- **WHAT TO WORK ON**:
All that should appear is the run of lines from the one containing "Find every instance of the overcast" through the end of the records, each repeated exactly.

Point-per-instance localization data
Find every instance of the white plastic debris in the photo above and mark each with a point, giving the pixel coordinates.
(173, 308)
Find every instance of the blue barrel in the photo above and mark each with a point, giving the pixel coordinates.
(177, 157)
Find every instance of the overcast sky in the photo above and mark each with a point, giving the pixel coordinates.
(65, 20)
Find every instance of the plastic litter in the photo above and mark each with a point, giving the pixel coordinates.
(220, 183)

- **REPLY TO THE TASK**:
Find every instance of the overcast sky in the photo above and mark each with a point, giving the pixel coordinates.
(65, 20)
Find every instance of the plastic litter in the photo above and mark each with a point, giving the pixel coordinates.
(220, 183)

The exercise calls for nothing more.